• EXERCISE TASK 1: Using the contmixvar1 documentation below, answer yes or no to whether each statement agrees with it, and quote the deciding words from it. (a) The function runs parameter input checks to keep the simulation accurate. (b) The components are turned into the mixture variable with a random binomial variable. (c) Mixture distributions are a useful way to describe heterogeneity in a population.

R/contmixvar1.R

Defines functions contmixvar1

Documented in contmixvar1

#' @title Generation of One Continuous Variable with a Mixture Distribution Using the Power Method Transformation
#'
#' @description This function simulates one continuous mixture variable.  Mixture distributions describe random variables that
#'     are drawn from more than one component distribution.  For a random variable \eqn{Y_{mix}} from a finite continuous mixture
#'     distribution with \eqn{k} components, the probability density function (PDF) can be described by:
#'
#'     \deqn{h_Y(y) = \sum_{i=1}^{k} \pi_i f_{Yi}(y), \sum_{i=1}^{k} \pi_i = 1.}
#'
#'     The \eqn{\pi_i} are mixing parameters which determine the weight of each component distribution \eqn{f_{Yi}(y)} in the overall
#'     probability distribution.  As long as each component has a valid PDF, the overall distribution \eqn{h_Y(y)} has a valid PDF.
#'     The main assumption is statistical independence between the process of randomly selecting the component distribution and the
#'     distributions themselves.  Each component \eqn{Y_i} is generated using either Fleishman's third-order (\code{method} = "Fleishman",
#'     \doi{10.1007/BF02293811}) or Headrick's fifth-order (\code{method} = "Polynomial",
#'     \doi{10.1016/S0167-9473(02)00072-5}) power method transformation (PMT).  It works by matching standardized
#'     cumulants -- the first four (mean, variance, skew, and standardized kurtosis) for Fleishman's method, or the first six (mean,
#'     variance, skew, standardized kurtosis, and standardized fifth and sixth cumulants) for Headrick's method.  The transformation is
#'     expressed as follows:
#'
#'     \deqn{Y = c_0 + c_1 * Z + c_2 * Z^2 + c_3 * Z^3 + c_4 * Z^4 + c_5 * Z^5,  Z \sim N(0,1),}
#'
#'     where \eqn{c_4} and \eqn{c_5} both equal \eqn{0} for Fleishman's method.  The real constants are calculated by \cr
#'     \code{\link[SimMultiCorrData]{find_constants}}.  These components are then transformed to the desired mixture variable using a
#'     random multinomial variable generated based on the mixing probabilities.  There are no parameter input checks in order to decrease
#'     simulation time.  All inputs should be checked prior to simulation with \code{\link[SimCorrMix]{validpar}}.  Summaries for the
#'     simulation results can be obtained with \code{\link[SimCorrMix]{summary_var}}.
#'
#'     Mixture distributions provide a useful way for describing heterogeneity in a population, especially when an outcome is a
#'     composite response from multiple sources.  The vignette \bold{Variable Types} provides more information about simulation of mixture
#'     variables and the required parameters.  The vignette \bold{Expected Cumulants and Correlations for Continuous Mixture Variables}
#'     gives the equations for the expected cumulants of a mixture variable.  In addition, Headrick & Kowalchuk (2007,
#'     \doi{10.1080/10629360600605065}) outlined a general method for comparing a simulated distribution \eqn{Y} to a given theoretical
#'     distribution \eqn{Y^*}.  These steps can be found in the \bold{Continuous Mixture Distributions} vignette.

• GIVEN ENTRIES:
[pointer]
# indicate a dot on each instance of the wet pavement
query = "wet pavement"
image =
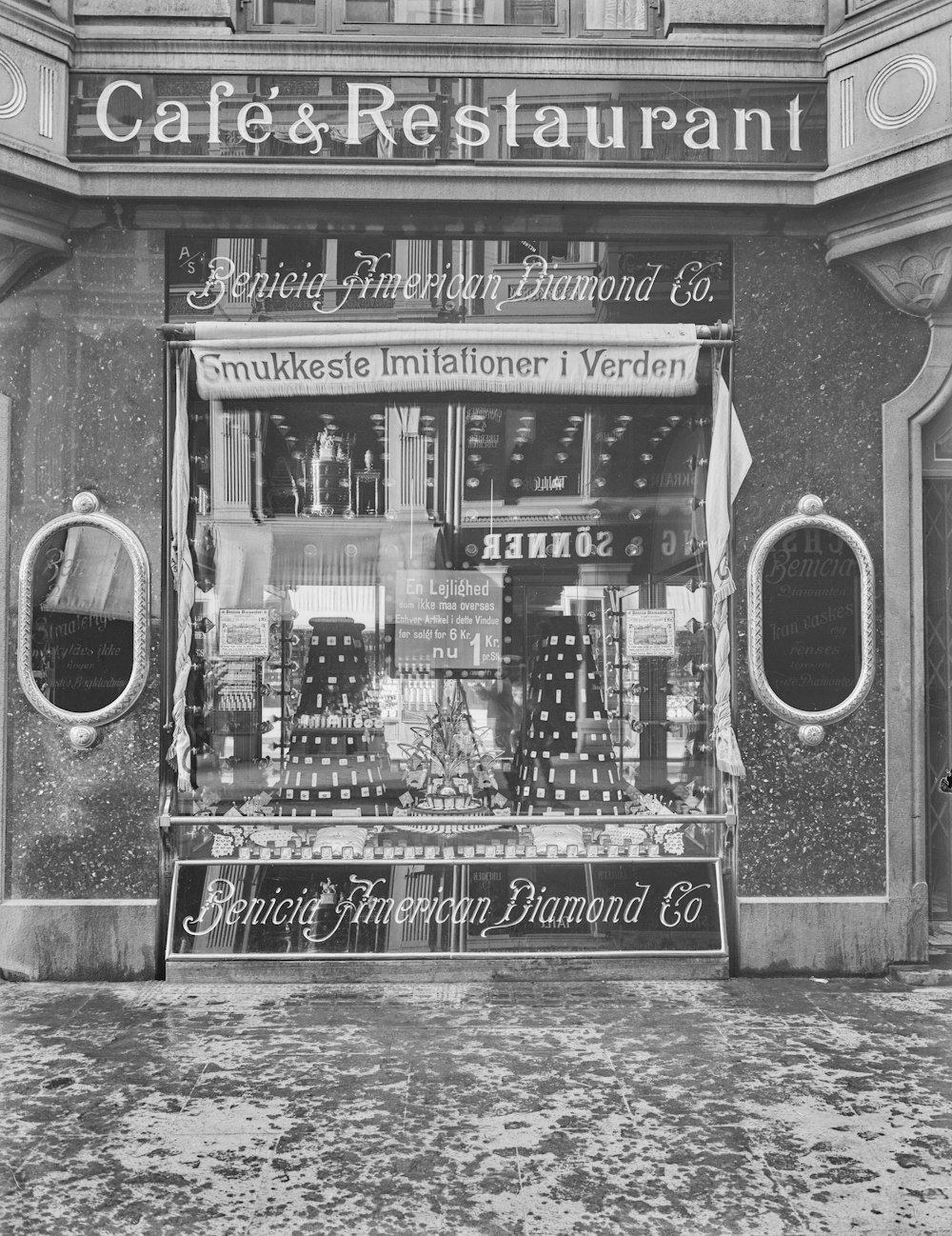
(753, 1106)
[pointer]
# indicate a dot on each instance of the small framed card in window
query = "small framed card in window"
(244, 633)
(649, 633)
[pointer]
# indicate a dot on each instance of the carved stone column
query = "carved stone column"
(907, 258)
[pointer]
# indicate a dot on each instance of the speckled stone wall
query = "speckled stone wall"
(819, 355)
(82, 361)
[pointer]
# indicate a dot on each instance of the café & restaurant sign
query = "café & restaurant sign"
(322, 117)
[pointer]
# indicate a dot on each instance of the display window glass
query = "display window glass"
(447, 660)
(450, 605)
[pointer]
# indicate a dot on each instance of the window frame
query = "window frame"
(330, 19)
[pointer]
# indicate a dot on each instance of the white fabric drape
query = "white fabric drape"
(274, 360)
(616, 15)
(727, 468)
(183, 575)
(94, 576)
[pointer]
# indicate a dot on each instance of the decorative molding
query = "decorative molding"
(928, 81)
(48, 100)
(914, 276)
(16, 102)
(32, 236)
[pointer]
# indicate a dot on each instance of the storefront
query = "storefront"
(479, 559)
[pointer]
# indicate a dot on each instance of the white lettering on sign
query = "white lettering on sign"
(369, 905)
(516, 547)
(369, 281)
(373, 109)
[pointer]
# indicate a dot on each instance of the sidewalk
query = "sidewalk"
(750, 1106)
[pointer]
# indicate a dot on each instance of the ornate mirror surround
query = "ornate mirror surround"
(856, 655)
(108, 586)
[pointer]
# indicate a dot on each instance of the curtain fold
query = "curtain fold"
(728, 465)
(183, 575)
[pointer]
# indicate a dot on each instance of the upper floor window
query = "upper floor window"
(554, 16)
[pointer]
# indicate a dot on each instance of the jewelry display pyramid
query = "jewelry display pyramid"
(338, 758)
(566, 763)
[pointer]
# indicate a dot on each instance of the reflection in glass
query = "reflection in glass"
(82, 618)
(387, 625)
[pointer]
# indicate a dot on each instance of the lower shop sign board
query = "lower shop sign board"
(381, 908)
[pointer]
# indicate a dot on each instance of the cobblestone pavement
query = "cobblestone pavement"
(749, 1106)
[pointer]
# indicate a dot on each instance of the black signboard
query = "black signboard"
(699, 123)
(811, 619)
(323, 908)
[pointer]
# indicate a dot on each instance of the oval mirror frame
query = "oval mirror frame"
(83, 725)
(810, 515)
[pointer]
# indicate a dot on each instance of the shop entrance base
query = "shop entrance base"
(524, 969)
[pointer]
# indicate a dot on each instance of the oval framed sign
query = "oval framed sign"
(810, 596)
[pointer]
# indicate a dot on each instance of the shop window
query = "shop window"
(637, 17)
(452, 12)
(287, 12)
(517, 251)
(617, 15)
(334, 536)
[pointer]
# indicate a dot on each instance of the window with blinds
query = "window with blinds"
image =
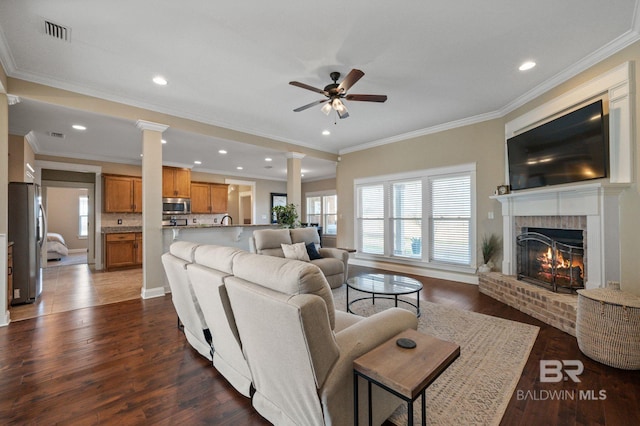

• EXERCISE TASK 2: How many lines of the records contain the string "curtain"? Give only the number.

• SOLUTION 1:
(a) No: "There are no parameter input checks in order to decrease"
(b) No: "random multinomial variable generated based on the mixing probabilities"
(c) Yes: "Mixture distributions provide a useful way for describing heterogeneity in a population"

• SOLUTION 2: 2